Brief:
From the line with "Pick out every instance of the black and" through the final line, transcribe the material below character for character; include no other lines.

Object pointing dataset rows:
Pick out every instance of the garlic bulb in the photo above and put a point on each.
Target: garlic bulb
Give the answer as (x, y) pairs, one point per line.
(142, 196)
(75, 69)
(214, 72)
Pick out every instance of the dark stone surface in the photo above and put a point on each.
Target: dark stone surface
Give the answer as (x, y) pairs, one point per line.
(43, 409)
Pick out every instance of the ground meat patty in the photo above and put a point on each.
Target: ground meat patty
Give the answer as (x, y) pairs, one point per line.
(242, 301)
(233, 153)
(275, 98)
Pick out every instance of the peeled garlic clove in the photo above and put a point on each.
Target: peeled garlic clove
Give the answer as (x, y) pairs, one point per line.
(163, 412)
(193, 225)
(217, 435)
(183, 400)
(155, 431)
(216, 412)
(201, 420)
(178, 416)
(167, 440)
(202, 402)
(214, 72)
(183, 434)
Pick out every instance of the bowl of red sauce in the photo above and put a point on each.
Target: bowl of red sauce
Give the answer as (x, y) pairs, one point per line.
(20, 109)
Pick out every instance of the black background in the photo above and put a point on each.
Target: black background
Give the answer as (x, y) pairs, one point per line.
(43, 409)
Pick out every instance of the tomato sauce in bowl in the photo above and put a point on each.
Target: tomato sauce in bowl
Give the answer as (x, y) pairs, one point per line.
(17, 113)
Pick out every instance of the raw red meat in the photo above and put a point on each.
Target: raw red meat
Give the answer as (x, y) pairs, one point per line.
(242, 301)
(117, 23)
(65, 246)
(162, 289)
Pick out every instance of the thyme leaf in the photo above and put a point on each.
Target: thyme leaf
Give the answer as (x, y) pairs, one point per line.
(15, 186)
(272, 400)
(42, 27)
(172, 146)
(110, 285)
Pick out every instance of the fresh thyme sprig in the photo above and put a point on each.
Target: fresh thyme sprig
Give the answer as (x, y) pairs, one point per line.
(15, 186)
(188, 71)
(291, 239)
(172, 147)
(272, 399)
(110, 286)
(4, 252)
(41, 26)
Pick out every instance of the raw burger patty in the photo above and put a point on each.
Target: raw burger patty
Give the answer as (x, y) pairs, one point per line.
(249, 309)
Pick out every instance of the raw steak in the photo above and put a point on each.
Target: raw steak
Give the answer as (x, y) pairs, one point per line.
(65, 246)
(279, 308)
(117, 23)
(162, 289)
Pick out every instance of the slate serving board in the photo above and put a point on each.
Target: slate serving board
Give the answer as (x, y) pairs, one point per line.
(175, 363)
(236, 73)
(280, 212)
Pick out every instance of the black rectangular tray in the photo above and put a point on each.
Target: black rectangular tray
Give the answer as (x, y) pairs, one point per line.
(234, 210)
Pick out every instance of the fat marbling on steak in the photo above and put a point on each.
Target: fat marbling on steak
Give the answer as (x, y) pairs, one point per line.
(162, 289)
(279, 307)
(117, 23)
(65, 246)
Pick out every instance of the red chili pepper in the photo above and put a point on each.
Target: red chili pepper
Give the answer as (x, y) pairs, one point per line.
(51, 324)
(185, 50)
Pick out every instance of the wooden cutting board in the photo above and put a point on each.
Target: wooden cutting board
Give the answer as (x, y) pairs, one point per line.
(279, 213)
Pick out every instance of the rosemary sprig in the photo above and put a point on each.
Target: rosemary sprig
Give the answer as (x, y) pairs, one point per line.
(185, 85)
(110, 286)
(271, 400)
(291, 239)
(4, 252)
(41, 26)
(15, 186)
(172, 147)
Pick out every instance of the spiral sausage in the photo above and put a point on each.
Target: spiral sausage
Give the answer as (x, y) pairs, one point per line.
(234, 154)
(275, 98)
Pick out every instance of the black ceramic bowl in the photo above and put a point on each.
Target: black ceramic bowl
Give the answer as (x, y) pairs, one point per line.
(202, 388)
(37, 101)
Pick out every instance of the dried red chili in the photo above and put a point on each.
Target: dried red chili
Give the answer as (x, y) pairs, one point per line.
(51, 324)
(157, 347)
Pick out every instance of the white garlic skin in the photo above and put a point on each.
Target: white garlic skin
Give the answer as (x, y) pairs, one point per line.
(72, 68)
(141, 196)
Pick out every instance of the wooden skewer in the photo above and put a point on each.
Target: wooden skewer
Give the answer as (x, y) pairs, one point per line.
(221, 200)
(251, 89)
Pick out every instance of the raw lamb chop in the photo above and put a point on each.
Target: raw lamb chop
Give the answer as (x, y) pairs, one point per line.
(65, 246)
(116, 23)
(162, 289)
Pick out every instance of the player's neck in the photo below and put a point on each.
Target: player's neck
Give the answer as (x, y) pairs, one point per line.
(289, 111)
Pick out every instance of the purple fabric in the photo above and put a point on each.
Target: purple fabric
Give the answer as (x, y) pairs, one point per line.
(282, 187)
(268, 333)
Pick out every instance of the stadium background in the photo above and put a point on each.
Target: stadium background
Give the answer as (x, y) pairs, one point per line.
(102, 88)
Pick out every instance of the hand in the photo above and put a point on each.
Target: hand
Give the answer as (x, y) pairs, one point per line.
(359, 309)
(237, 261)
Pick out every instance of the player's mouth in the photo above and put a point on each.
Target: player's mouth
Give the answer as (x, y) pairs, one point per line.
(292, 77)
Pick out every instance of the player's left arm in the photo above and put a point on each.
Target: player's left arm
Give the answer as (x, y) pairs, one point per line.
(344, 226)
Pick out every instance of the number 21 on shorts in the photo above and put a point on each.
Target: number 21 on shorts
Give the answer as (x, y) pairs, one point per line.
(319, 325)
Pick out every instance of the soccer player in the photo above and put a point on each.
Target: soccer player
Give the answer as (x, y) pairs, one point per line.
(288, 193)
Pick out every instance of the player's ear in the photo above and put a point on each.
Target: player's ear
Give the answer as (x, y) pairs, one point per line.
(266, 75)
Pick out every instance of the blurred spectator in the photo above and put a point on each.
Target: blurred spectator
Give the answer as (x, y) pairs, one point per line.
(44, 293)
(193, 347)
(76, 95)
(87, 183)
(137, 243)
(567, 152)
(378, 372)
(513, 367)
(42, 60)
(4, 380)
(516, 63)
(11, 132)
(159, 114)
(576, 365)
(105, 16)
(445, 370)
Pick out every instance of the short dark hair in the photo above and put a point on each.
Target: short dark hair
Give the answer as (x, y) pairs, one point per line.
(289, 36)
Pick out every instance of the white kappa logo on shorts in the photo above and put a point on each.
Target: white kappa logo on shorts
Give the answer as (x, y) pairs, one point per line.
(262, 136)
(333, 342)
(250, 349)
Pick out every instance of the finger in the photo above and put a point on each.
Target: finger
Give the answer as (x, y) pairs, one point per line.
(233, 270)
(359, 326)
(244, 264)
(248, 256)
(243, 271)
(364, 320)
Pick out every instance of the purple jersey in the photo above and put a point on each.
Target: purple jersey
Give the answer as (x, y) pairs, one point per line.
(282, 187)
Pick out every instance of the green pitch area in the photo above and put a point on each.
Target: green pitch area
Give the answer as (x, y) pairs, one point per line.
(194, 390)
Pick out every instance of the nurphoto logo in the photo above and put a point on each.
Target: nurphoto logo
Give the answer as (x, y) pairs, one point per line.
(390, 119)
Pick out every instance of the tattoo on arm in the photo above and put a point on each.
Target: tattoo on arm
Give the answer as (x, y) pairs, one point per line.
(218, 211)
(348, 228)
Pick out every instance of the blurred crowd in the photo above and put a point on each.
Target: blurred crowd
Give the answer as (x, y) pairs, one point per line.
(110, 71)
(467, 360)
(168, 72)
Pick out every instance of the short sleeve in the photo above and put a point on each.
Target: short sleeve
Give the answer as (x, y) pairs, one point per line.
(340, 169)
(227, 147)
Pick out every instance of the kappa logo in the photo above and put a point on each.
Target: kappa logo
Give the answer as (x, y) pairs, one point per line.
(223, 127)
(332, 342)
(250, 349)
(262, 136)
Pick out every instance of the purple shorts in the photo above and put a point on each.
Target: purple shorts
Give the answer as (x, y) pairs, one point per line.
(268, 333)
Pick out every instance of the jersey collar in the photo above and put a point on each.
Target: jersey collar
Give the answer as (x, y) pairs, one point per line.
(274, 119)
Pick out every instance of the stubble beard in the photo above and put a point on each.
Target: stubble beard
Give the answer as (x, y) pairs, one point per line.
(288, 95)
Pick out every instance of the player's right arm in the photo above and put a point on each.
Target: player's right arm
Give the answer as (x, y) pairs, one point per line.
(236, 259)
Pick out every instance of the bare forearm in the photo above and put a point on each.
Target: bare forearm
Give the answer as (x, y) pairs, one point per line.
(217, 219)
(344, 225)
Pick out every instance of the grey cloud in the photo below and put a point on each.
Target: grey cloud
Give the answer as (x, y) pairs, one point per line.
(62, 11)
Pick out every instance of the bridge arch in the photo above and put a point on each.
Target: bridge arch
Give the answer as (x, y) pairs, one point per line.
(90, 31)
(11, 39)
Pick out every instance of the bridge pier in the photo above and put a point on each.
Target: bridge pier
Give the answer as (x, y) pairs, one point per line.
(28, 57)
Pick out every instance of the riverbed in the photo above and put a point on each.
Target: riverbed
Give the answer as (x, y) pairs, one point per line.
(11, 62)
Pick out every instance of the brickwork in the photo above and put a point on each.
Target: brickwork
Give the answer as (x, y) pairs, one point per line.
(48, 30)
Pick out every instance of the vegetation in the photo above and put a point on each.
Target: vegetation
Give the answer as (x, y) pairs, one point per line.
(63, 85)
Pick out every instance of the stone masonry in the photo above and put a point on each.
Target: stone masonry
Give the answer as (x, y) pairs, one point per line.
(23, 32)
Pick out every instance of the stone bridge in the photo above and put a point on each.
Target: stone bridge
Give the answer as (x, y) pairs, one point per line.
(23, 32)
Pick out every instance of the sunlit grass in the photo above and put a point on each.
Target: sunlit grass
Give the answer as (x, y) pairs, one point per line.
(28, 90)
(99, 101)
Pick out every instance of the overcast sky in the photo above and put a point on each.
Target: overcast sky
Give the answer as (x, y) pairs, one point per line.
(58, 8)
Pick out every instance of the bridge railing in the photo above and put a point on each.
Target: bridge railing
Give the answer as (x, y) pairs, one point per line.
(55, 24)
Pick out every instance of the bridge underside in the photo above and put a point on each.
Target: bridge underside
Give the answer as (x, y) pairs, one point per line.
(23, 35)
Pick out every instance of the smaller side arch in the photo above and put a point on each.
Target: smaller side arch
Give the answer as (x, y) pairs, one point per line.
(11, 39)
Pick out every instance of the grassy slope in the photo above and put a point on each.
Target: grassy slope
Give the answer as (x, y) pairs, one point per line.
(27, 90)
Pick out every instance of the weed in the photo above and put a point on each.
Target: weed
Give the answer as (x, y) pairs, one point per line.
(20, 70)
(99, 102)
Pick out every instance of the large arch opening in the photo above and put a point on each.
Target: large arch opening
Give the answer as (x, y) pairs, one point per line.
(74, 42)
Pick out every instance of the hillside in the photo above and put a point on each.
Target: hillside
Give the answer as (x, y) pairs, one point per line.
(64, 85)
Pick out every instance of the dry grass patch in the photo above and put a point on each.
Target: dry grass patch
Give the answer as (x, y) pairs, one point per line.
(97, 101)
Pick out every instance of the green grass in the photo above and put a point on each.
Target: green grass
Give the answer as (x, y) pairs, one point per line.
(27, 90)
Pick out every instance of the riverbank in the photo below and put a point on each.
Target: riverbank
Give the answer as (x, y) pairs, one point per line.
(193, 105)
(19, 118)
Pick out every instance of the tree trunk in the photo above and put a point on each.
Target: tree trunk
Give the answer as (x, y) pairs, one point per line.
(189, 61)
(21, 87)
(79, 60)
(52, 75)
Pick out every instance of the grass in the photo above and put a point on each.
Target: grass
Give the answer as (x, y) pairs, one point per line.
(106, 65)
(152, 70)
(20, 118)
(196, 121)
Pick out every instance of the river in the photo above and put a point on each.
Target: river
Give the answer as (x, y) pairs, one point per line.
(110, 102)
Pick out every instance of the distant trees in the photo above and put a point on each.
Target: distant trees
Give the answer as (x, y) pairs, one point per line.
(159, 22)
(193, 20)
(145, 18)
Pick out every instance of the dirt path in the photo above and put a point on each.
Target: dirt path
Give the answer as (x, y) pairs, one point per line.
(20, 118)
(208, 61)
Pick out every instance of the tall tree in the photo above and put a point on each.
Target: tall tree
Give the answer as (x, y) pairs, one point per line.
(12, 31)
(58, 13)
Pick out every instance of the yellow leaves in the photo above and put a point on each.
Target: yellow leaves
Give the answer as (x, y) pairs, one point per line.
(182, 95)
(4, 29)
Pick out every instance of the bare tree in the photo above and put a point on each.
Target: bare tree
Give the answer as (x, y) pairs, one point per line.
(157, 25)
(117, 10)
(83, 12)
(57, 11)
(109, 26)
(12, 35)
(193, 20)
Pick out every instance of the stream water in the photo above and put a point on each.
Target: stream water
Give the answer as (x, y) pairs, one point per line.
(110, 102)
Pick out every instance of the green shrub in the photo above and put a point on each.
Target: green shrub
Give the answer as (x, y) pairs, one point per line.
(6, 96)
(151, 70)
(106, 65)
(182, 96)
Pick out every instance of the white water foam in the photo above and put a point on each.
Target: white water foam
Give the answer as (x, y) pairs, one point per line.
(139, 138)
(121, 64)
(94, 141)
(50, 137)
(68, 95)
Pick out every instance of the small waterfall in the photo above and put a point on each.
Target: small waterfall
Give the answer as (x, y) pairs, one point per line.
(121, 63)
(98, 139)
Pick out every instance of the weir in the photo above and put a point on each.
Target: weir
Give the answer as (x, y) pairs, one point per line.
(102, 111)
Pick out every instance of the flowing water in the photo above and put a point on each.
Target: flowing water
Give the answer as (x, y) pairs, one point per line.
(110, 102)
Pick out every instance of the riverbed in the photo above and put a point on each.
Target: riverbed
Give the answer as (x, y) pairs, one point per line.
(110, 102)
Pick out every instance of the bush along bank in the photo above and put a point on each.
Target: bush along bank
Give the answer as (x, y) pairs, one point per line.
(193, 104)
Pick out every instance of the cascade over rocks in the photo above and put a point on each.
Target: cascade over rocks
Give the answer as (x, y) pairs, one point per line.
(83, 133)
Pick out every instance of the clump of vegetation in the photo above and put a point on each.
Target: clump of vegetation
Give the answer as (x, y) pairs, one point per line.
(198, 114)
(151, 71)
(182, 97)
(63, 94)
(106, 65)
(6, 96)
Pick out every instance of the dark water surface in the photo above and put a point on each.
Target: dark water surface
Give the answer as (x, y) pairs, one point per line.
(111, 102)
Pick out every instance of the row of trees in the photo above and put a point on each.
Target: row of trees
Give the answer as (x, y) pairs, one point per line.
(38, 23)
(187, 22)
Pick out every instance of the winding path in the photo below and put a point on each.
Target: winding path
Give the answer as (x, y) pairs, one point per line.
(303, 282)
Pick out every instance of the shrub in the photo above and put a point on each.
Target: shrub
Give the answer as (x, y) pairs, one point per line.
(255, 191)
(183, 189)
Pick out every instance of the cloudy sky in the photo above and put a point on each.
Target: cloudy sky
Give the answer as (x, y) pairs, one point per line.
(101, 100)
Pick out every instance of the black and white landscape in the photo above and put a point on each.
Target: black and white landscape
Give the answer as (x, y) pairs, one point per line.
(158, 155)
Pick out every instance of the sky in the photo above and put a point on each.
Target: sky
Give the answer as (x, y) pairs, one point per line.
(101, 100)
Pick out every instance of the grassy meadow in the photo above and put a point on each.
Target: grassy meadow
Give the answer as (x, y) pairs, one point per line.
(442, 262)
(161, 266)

Written answer:
Pick out every instance of the black and white landscape in the photo above and put a point on each.
Target: black and white landscape
Give the answer as (x, y) pairs, one point per line.
(158, 155)
Pick out every instance of the sky in the photo above and put a point on each.
Target: sky
Give the answer as (x, y) pairs, one point per line.
(101, 100)
Pick out every instance of the grassy meadow in the photo above and put a point on each.
Target: grassy meadow
Give the answer as (x, y) pairs, one point per line.
(442, 262)
(161, 266)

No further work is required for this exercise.